* **What you are asked to do**
Find every line in the records that contains the string "face" and copy each of those lines. Case matters.

-- start of Excerpted data --

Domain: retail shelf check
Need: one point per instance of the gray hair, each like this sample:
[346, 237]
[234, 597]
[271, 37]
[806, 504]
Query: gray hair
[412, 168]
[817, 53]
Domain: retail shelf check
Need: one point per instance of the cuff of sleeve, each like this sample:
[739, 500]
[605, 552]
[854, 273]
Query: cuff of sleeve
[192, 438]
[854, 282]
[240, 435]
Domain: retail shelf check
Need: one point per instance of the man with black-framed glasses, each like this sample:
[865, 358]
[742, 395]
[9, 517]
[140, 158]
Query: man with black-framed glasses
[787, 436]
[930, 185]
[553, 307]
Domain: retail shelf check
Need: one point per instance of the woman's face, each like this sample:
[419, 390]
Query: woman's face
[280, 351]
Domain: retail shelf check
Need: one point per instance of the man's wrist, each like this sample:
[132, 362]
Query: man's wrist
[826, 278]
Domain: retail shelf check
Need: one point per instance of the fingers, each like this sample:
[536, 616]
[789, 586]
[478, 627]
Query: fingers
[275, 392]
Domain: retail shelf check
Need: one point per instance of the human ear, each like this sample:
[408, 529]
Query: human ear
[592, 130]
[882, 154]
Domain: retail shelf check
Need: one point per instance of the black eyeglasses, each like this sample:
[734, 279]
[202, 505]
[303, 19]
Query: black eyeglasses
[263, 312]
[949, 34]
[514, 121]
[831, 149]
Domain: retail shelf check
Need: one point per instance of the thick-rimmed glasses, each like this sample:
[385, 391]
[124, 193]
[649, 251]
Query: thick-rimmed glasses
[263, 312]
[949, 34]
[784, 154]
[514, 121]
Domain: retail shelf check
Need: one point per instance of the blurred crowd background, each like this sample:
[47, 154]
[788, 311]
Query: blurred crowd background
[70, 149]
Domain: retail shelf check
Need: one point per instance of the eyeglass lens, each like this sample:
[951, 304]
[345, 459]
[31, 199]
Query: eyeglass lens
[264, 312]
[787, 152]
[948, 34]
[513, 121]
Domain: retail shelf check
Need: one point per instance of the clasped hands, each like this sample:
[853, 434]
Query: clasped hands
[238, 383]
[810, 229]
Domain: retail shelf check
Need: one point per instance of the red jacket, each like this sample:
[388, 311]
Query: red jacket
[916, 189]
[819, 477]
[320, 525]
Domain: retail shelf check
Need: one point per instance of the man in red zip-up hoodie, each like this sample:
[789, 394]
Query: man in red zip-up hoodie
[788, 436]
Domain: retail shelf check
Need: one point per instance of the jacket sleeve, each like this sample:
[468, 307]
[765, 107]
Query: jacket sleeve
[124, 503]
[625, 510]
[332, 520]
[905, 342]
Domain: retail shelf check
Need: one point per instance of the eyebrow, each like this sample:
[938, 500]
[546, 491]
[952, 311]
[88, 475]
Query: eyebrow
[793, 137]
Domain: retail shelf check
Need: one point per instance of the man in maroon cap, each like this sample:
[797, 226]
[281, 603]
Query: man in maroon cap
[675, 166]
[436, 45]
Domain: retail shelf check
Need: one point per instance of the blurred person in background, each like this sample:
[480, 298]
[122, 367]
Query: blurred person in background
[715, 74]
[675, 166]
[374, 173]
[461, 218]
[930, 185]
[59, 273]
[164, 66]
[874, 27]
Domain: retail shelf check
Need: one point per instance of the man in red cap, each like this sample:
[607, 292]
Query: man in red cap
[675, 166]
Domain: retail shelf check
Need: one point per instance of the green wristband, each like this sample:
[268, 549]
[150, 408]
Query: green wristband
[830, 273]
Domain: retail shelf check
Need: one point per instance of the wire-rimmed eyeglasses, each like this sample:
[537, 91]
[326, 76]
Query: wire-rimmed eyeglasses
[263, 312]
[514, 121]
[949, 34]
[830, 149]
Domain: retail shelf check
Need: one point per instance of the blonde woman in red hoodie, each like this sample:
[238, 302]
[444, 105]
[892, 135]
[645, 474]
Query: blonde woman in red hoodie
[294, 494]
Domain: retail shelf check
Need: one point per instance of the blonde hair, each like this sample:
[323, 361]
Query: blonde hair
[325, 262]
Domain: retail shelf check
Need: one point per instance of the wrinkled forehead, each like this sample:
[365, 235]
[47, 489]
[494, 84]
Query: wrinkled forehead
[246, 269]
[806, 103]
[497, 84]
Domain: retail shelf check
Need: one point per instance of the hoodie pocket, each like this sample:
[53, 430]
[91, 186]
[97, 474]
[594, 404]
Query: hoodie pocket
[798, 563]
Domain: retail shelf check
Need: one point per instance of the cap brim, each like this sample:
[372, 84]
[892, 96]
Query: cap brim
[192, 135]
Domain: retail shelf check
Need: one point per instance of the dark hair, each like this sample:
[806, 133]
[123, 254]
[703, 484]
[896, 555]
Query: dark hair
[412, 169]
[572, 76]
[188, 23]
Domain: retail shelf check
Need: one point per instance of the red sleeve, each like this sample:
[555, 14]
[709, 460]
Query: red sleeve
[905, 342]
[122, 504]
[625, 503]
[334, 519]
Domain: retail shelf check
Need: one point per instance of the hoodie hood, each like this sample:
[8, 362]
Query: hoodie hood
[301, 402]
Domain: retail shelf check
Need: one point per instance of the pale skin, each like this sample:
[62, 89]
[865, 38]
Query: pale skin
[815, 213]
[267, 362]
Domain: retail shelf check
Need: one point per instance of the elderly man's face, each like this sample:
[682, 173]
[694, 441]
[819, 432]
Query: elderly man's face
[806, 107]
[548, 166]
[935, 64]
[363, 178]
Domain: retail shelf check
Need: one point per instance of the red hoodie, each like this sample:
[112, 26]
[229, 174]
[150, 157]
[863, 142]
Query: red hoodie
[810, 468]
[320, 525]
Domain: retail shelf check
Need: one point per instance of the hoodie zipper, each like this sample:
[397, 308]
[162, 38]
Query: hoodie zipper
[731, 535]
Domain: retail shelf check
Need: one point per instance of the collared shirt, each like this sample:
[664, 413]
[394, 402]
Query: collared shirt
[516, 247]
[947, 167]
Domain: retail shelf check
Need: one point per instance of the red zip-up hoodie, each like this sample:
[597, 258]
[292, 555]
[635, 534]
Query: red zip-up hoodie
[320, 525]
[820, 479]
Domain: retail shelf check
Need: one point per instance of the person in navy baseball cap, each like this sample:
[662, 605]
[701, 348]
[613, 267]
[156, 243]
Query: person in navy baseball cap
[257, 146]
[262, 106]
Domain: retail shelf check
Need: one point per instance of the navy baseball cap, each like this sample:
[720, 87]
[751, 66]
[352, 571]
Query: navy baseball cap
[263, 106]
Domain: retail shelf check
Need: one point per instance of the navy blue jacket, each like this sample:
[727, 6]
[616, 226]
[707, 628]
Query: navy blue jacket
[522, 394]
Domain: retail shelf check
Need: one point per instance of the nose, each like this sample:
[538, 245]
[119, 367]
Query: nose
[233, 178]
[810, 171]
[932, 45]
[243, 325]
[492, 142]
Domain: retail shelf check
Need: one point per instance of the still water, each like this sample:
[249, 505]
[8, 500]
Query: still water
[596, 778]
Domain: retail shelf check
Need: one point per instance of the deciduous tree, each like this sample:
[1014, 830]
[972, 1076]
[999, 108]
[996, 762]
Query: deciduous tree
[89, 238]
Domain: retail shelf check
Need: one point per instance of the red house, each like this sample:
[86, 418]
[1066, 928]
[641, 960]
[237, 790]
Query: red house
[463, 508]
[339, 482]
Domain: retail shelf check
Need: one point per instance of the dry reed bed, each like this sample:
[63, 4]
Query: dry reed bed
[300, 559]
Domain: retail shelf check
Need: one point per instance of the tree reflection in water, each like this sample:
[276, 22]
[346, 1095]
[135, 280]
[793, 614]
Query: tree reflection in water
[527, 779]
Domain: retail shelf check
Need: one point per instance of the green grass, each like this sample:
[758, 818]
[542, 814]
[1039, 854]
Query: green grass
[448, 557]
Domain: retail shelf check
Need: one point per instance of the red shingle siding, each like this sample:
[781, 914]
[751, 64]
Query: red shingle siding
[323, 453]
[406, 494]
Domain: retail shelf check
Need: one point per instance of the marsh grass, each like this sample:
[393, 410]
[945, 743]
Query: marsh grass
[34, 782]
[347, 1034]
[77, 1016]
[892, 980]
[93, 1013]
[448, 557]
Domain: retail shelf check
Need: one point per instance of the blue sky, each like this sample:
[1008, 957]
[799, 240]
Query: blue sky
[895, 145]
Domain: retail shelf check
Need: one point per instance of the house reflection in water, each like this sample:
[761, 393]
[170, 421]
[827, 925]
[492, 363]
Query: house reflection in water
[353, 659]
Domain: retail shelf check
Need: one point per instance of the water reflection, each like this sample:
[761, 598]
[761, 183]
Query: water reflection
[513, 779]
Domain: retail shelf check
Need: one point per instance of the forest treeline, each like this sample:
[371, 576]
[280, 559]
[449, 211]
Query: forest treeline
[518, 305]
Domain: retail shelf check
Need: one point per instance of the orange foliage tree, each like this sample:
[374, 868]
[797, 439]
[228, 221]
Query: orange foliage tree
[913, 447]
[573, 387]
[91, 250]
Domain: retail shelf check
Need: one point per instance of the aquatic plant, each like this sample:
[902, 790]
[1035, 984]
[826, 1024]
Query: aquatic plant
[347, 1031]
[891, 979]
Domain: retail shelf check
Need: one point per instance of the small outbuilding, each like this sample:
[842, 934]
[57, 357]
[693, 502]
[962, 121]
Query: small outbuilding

-- end of Excerpted data --

* **Completed task**
Need: one point per instance of the woman's face, each like this sample:
Query: woman's face
Need: one point per instance of the elderly man's face, each like this sample:
Query: elderly man's face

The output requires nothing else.